Raw records:
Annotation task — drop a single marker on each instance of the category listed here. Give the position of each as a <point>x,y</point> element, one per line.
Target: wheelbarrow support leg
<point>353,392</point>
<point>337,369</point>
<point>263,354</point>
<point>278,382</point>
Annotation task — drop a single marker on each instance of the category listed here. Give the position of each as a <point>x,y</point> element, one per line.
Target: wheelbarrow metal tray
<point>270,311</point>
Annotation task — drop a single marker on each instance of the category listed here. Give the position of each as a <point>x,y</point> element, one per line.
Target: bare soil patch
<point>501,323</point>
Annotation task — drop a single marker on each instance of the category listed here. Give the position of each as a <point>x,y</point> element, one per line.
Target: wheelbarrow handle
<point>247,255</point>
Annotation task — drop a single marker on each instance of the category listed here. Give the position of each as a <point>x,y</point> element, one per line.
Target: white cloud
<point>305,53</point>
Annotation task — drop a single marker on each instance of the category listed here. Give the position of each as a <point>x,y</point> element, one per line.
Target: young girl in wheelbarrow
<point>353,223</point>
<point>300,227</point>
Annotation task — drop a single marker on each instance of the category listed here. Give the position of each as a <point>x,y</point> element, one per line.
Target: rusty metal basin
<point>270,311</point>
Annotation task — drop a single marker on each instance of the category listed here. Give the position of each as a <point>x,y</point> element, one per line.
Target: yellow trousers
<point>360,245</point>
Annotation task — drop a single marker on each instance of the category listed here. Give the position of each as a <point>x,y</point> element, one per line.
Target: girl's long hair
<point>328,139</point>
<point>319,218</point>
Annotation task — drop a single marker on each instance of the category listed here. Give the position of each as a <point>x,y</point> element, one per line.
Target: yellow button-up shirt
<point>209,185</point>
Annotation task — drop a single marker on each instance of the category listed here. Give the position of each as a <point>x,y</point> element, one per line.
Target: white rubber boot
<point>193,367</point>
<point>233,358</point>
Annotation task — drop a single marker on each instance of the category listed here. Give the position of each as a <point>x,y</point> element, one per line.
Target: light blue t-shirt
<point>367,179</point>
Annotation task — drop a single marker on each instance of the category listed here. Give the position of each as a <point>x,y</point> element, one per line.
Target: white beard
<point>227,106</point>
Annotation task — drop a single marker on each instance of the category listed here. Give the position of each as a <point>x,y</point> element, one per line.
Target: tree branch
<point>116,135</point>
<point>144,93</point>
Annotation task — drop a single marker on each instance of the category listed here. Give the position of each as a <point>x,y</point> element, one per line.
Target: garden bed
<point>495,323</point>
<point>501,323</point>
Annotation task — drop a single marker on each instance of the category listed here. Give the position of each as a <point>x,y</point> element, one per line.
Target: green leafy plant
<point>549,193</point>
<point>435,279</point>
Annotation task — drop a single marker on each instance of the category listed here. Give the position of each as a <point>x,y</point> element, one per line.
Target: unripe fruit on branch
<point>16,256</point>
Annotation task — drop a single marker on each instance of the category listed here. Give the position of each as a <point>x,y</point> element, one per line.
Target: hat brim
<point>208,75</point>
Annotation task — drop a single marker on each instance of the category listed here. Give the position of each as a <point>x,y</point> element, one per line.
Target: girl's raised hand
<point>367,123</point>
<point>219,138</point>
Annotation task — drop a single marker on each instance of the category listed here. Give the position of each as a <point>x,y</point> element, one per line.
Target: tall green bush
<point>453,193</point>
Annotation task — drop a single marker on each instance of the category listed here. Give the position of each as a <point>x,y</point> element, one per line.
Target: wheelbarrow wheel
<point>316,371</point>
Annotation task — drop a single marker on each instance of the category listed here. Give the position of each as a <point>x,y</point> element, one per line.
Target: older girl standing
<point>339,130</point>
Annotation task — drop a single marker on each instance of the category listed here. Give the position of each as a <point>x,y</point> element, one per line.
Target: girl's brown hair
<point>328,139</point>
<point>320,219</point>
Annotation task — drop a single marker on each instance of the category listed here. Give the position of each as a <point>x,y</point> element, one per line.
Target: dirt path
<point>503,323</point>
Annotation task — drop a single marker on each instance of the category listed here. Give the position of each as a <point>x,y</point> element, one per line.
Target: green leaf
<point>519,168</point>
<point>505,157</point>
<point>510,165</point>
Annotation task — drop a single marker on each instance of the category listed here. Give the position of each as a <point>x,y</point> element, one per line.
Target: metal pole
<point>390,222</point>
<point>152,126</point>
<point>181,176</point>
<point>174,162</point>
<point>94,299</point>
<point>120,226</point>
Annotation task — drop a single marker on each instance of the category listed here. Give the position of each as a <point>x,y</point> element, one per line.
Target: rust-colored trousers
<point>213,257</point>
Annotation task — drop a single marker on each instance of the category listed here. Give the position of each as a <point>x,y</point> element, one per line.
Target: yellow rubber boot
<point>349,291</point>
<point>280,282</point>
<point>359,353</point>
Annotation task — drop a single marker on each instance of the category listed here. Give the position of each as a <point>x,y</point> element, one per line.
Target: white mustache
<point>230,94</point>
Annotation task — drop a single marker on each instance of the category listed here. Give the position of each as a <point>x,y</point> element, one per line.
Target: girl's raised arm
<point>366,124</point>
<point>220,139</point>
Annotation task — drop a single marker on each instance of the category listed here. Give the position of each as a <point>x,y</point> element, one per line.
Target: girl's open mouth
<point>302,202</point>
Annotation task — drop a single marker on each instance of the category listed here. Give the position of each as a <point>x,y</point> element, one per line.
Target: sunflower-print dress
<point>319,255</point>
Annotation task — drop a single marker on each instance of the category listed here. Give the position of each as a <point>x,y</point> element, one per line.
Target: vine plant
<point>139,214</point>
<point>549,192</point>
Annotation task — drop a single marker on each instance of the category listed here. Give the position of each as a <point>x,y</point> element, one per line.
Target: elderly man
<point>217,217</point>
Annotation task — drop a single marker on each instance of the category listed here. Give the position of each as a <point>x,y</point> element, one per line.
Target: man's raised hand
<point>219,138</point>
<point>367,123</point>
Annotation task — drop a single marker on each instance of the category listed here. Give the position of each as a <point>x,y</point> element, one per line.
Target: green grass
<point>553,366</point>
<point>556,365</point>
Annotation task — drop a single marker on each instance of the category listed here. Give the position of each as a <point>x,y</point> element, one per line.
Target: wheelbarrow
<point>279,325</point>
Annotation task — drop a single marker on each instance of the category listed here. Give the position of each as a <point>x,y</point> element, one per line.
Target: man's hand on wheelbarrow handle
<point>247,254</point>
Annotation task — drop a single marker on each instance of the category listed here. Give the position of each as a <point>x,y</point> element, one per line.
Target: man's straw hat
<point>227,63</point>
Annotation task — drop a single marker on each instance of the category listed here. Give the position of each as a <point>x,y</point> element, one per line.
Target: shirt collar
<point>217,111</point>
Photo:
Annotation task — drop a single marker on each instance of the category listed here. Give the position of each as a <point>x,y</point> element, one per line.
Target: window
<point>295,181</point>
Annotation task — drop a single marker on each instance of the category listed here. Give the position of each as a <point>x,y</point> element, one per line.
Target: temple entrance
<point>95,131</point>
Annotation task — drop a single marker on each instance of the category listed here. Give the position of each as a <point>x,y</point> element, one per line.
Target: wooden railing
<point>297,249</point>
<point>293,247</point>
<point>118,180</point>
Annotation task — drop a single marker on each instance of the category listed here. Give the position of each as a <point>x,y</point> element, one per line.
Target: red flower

==

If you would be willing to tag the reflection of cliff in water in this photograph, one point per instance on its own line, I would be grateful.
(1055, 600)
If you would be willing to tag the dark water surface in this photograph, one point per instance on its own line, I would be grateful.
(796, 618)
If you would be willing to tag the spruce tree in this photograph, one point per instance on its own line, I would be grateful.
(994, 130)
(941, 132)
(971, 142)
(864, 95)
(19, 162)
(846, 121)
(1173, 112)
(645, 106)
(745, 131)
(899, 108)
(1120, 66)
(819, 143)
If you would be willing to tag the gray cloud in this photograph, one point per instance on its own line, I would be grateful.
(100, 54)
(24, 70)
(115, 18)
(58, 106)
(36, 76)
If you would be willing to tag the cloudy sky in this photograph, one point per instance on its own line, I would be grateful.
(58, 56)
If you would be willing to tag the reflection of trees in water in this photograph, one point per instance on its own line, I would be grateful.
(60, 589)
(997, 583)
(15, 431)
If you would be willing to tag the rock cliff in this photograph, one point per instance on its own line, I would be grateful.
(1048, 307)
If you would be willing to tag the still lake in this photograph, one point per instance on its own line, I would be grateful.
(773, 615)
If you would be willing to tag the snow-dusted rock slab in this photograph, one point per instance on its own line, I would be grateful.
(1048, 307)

## DIRECTIONS FOR THIS TASK
Count the lines of the items above that contain the string "metal", treating uppercase and lowercase as different. Reply with the number only.

## FINISHED ANSWER
3